**Task brief:** Please reproduce every line of the records below word for word, leaving out the pictures.

**Records provided:**
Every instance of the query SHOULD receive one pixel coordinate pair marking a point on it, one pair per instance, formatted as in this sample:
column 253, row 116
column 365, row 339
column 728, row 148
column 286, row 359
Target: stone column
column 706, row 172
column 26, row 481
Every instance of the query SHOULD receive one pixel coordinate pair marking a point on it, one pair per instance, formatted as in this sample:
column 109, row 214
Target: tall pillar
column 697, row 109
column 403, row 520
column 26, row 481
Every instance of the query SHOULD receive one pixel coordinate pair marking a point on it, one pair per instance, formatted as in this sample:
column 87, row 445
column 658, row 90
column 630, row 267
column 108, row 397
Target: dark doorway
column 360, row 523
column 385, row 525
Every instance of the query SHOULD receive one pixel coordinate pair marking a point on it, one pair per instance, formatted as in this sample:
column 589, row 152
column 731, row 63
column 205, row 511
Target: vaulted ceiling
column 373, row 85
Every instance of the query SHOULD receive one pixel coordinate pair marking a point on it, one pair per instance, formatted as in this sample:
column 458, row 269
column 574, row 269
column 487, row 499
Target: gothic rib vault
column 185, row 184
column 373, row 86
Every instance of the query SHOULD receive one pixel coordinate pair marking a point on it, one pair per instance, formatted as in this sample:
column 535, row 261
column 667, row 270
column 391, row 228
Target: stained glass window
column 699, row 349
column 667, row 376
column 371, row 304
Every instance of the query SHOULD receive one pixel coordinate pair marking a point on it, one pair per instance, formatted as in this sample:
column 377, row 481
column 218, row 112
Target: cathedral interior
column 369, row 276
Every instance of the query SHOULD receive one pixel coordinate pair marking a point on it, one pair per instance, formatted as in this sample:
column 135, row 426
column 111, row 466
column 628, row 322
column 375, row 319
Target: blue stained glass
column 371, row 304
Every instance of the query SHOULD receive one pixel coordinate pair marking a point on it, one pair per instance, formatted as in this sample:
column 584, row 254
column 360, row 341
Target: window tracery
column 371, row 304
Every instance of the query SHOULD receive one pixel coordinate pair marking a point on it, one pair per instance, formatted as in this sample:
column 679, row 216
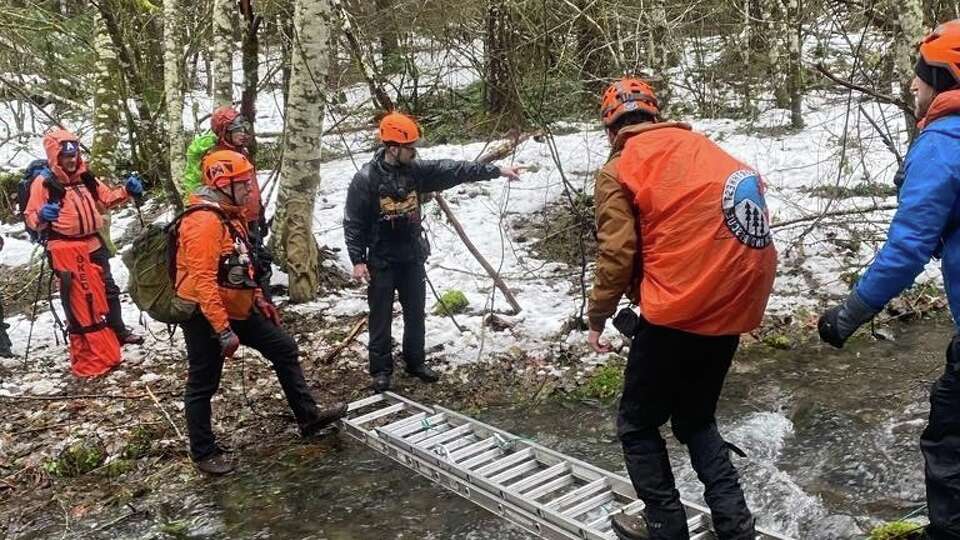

**Full response:**
Every instance of the query SHOULD receive one pixel coordinate pair marking a point on it, one pair per instance, formatted as in this sample:
column 253, row 116
column 365, row 339
column 728, row 148
column 286, row 359
Target: stone column
column 706, row 172
column 26, row 481
Every instance of the query SHOULD receive one pixel coordinate pair marking a point on it, one pair per instance, formatted as in this sample:
column 109, row 214
Target: tall pillar
column 697, row 109
column 403, row 520
column 26, row 481
Every instance of the query SHOULD receive one pixel coordinate pair marking a point on it, one pair per instance, formatted as in this sample:
column 87, row 445
column 658, row 90
column 630, row 267
column 108, row 397
Target: dark doorway
column 360, row 523
column 385, row 525
Every instance of the query SHOULD receive one pixel coordinate pair marking a point on it, one pair per instance, formatted as in this sample:
column 589, row 152
column 731, row 63
column 205, row 511
Target: vaulted ceiling
column 373, row 85
Every instance of the query SHOULD receive one pixel coordinate pair marking a point on it, one pair per instance, formatted as in this sample:
column 458, row 269
column 574, row 269
column 487, row 499
Target: gothic rib vault
column 185, row 184
column 373, row 86
Every instance of the query SHOULD receive one pixel coordinate pair marking a point on it, one pair per instance, formatted as in this sample:
column 535, row 261
column 667, row 270
column 391, row 228
Target: stained glass window
column 699, row 349
column 667, row 376
column 371, row 304
Every instance of the query SHOULD receive one pixel coordinate pair marking a point on it, one pair per instance, formatted as in this sample:
column 377, row 481
column 218, row 112
Target: cathedral interior
column 369, row 276
Every instance of the query SHOULD receive one pixel coordinate pair marking a point on it, one pair per instance, formatted as in this sample:
column 135, row 426
column 111, row 466
column 628, row 322
column 375, row 319
Target: blue stained glass
column 371, row 304
Every instance of the query SHOULD receive one pixel coordinate pair marking a point on it, one pair per instance, formatted as in this sample:
column 584, row 254
column 360, row 341
Target: window tracery
column 371, row 304
Every instance of the query SHOULD receive one pixel coordinate pair marking a point on it, one pair per instance, formatted as in this sample:
column 679, row 216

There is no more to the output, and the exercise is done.